# A young owl (pic) watched us do chores in our barn last nite



## PattySh (Mar 10, 2011)

Beautiful young owl  (probably 1/2 adult size)displaced by the recent 30 inches of snowfall. He/she seemed starving and scared. Sat quiety in the rafters and on the electric fence charger while we did chores watching. I felt bad for him, Had a dead partially frozen chicken I intended to compost. Left it out in the aisleway for the bird. Poor thing. We've seen an unusual amount of owls this year during the daytime. I think with the deep snow they are very hungry. Maybe it will kill a few mice! Is it a hazard for a goat ready to give birth? It didn't look like it wanted to approach the animals at all and seemed to be a juvenile. What kind is it?


----------



## ksalvagno (Mar 10, 2011)

What a pretty owl. I wouldn't think it would harm the goats. Looks too small. Maybe you can find out what else you can feed him and maybe he will stay around and get rid of mice and rats for you.


----------



## carolinagirl (Mar 10, 2011)

Aw, he is so pretty!  It looks like a Barred Owl to me....here's a link

http://www.owlpages.com/owls.php?genus=Strix&species=varia

I don't think he is a danger to your baby goats....althoug the barn mice better watch out!


----------



## flemish lops (Mar 10, 2011)

aw, hes so cute. I like owls a lot and am 99.9 percent sure that it is a Barred owl. I don't think he should be a problem with your goats. 
If you would have a Great Horned Owl or a Great Gray then that would be a problem for your chickens. (Great Gray Owls can get to be 30 inches in body length)


----------



## Electric (Mar 10, 2011)

Yes, this is a barred owl.


----------



## julieq (Mar 10, 2011)

Beautiful owl!  We had two barn owl babies come down stairs in our vintage dairy barn last year.  DH had to put on welding gloves, pick them up (with much flapping and screaming from the babies) and gently carry them back upstairs to their parents.  Fortunately they stayed put up there until they could fly!


----------



## PattySh (Mar 10, 2011)

Little bugger was after mice in the barn during the daytime today. If he isn't going to hurt the goats he can stay. Lucklily my rabbits are caged, originally he was in the rabbit area. I don't think he realized they were behind wire! Bird seems so calm, doesn't seem to bother him when we are in the barn. What an awesome looking bird. Thanks everyone for identifying him.


----------



## chicks & ducks (Mar 11, 2011)

What a cool looking visitor! I do hope you manage to get him to stick around. What a sweet face.


----------



## jodief100 (Mar 11, 2011)

I would love one of those in my barn.  Lots of mice.  

Very regal and noble looking bird.  Beautiful!


----------

### [MATERIAL SUPPLIED]
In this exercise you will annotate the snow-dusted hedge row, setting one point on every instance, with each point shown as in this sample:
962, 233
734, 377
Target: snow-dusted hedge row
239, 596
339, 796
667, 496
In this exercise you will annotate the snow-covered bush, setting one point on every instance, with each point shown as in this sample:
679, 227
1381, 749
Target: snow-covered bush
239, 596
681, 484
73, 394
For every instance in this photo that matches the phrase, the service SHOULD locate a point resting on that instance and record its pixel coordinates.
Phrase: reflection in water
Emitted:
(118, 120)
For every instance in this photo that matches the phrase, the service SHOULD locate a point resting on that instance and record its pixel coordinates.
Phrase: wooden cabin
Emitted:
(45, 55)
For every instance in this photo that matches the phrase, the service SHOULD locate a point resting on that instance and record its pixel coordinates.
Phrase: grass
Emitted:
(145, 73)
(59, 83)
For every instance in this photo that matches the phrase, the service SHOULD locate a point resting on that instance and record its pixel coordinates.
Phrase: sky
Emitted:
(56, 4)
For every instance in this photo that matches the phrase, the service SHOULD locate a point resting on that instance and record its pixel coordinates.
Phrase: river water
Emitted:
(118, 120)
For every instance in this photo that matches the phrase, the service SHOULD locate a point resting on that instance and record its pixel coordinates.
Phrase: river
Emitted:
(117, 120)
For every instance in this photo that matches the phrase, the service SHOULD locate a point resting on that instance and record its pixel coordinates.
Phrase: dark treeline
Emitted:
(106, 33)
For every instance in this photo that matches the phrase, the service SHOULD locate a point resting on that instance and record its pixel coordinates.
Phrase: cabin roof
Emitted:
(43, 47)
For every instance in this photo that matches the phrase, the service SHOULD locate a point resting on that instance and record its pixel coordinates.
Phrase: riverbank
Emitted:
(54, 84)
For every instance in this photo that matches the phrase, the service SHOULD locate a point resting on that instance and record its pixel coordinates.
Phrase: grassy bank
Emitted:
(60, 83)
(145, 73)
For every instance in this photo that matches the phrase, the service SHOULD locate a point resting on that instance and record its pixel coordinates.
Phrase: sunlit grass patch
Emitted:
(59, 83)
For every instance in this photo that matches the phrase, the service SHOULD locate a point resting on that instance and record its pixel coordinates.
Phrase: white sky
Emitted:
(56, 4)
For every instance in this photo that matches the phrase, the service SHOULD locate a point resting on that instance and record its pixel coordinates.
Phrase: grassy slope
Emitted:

### [REQUIRED ACTIONS]
1 – In the owl thread, name every kind of owl mentioned.
2 – Using the owl thread, explain why PattySh left a dead chicken in the aisleway of the barn.
The lines were drawn from a separate source.

### [ANSWERS BELOW]
1 – Barred Owl, Great Horned Owl, Great Gray Owl, and barn owl.

2 – The young owl, displaced by 30 inches of snowfall, seemed starving and scared, and she felt bad for it. She had a dead, partially frozen chicken that she had intended to compost, so she left it out for the bird instead.